__ПОСТАНОВКА ЗАДАЧИ 1__
Кто, согласно тексту о стрелецком восстании, испортил дело, когда стрельцы уже собирались расходиться?
__ПОСТАНОВКА ЗАДАЧИ 2__
Перечислите всех, кого, согласно тексту о стрелецком восстании, убили стрельцы и кто назван в нем по имени или фамилии.

__ПРЕДОСТАВЛЕННЫЙ ТЕКСТ__

----

– Я жив-здоров, никто меня не изводит, и жаловаться мне не на кого.

Потом к восставшим обратился с речью мудрый старик боярин Матвеев, которого очень любил маленький Петр. Стрельцы слушали его как завороженные и собрались уже расходиться, не обнаружив в Кремле никакой смуты, но тут все дело испортил Михаил Юрьевич Долгорукий, начальник Стрелецкого приказа, который стал всячески бранить и поносить собравшихся и грозить им суровыми карами.

И тогда началась резня. Первым убили, конечно же, Долгорукого. Опьяненные видом и запахом его крови, стрельцы проникли во дворец и принялись искать других «изменников». Старика Матвеева вырвали прямо из рук царя Петра и разрубили на части. Затем схватили и убили князя Ромодановского, Афанасия Кирилловича Нарышкина (который пытался скрыться в алтаре дворцовой церкви) и многих других бояр – согласно списку, составленному Милославскими. Особенно ненавистен был стрельцам Иван Кириллович Нарышкин, способнейший и любимейший брат царицы. Перевернули весь дворец, но его не нашли.

----

__ИСХОДНЫЕ ДАННЫЕ__
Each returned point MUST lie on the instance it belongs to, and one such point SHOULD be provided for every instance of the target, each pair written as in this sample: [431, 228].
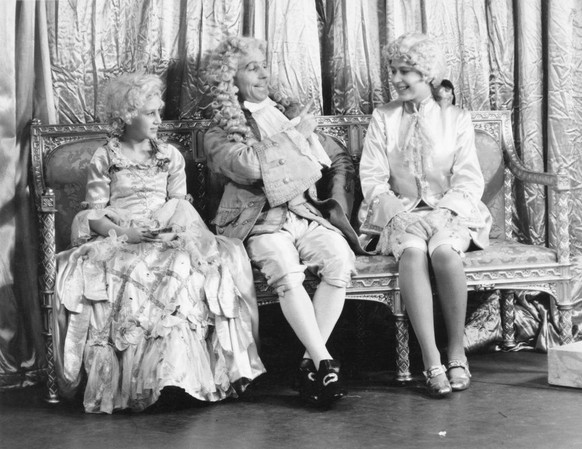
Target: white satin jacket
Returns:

----

__ПОЛНЫЙ ОТВЕТ 1__
Михаил Юрьевич Долгорукий, начальник Стрелецкого приказа.

__ПОЛНЫЙ ОТВЕТ 2__
Михаил Юрьевич Долгорукий, боярин Матвеев, князь Ромодановский, Афанасий Кириллович Нарышкин.